Write the next part of the humorous article about introducing a stripper girlfriend to your mother, picking up after its last sentence.

(DOCUMENT PASSAGE)
########

How Do You Introduce Your Stripper Girlfriend to Mom?
So your new girlfriend is a stripper, dancer, exotic entertainer, circus freak or whatever you may want to call it. How do you introduce her to mom?
Love has no boundaries-especially when it is found upside down on a pole. So after some time you feel it is time to introduce her to mom. You know you are special, you have accepted her job as "pure entertainment" and her probation is almost complete. You undoubtedly have told your mother that you met someone and hopefully you told her you came across your soul mate while shopping for a mother's day card at Hallmark. Now how do you drop the "my girlfriend is a stripper" hammer on mom.
You must discuss the attire for the initial meet with your new boo. This has to be done in a delicate fashion. Nice to you means crotch-less to her. Tell her that your parents often keep the house chilly and she should wear long sleeves. This will help hide her tattoos and track marks and also lessen the chance that she will wear a low cut shirt which will have your little brother excusing himself to the bathroom 4 times during dinner. Explain to her that your father has a phobia about high. After that, just sit on the edge of the bed and nod your head as she comes out of her closet asking "is this too slurry?"

########

(EXTRACTED INFORMATION)
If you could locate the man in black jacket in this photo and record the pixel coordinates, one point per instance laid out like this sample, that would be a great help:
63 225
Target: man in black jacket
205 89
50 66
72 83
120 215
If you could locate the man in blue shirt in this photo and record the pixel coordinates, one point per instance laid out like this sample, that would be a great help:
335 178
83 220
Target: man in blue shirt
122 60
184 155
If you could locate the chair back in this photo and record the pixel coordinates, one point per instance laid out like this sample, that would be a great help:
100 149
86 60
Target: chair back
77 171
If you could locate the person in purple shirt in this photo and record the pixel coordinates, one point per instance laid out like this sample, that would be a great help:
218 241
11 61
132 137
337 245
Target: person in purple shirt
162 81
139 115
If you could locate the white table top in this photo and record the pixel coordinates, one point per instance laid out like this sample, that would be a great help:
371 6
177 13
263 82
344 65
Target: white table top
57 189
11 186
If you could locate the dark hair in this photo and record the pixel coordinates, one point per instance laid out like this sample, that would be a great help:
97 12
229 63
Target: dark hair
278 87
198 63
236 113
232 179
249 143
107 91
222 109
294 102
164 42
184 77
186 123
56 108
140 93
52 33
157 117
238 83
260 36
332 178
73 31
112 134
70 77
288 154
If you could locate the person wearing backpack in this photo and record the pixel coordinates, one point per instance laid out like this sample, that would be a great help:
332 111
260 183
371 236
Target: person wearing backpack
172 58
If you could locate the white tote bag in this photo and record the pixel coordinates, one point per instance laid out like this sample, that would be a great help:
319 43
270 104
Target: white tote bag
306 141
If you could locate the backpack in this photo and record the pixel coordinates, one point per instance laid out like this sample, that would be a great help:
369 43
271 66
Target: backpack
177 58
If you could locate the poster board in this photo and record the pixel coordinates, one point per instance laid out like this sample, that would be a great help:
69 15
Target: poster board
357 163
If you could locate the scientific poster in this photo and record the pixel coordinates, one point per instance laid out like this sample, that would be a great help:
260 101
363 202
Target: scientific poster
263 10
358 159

########

(SOLVED PROBLEM)
Discuss "the lie." Get your story straight. You were looking at cards for mother's day, she was looking at stuffed bears for flag-day. Make it believable and easy. Nobody will question her shopping for flag-day after they see her talk to the stuffed deer head on the wall for 3 minutes.
Now you have to come up with where she works. I am sure by now she told you she was a student and not just any student but something way over the top: lawyer, doctor, genetic engineer. Get her used to the term "liberal arts," tell her that means she will get a degree in fashion and go work for MTV. If asked what courses she is taking she is to say basic courses such as algebra, middle-east studies and drama; not math, social studies, art and gym.
Avoid sports as a topic of discussion. Her knowledge of sports will be based on how many lap dances she does after the Dolphins win, or who tips less basketball players or football players. Politics is a big No No. Keep it simple like you are having career day in elementary school. Avoid words that may be associated with sex or body parts.
Inevitably your mother will ask her about brothers and sisters. Her siblings will consist of more halves, quarters and steps than a recipe for vegetable stew. Just let her go with it and your mother will feel sorry for her and excuse the fact that she burped, farted and tied a piece of asparagus into a knot with her tongue.
Relax and just go with it. Everyone will love her and if they don't they will smile and tell you she is "spunky." Bring her around once in a while and when she is in rehab just say she is doing an internship at VH1. It may just work out and you and her will be sitting in a tree K-i-s-s-i-n-g , as long as you keep coming to the club and T-i-p-p-i-n-g.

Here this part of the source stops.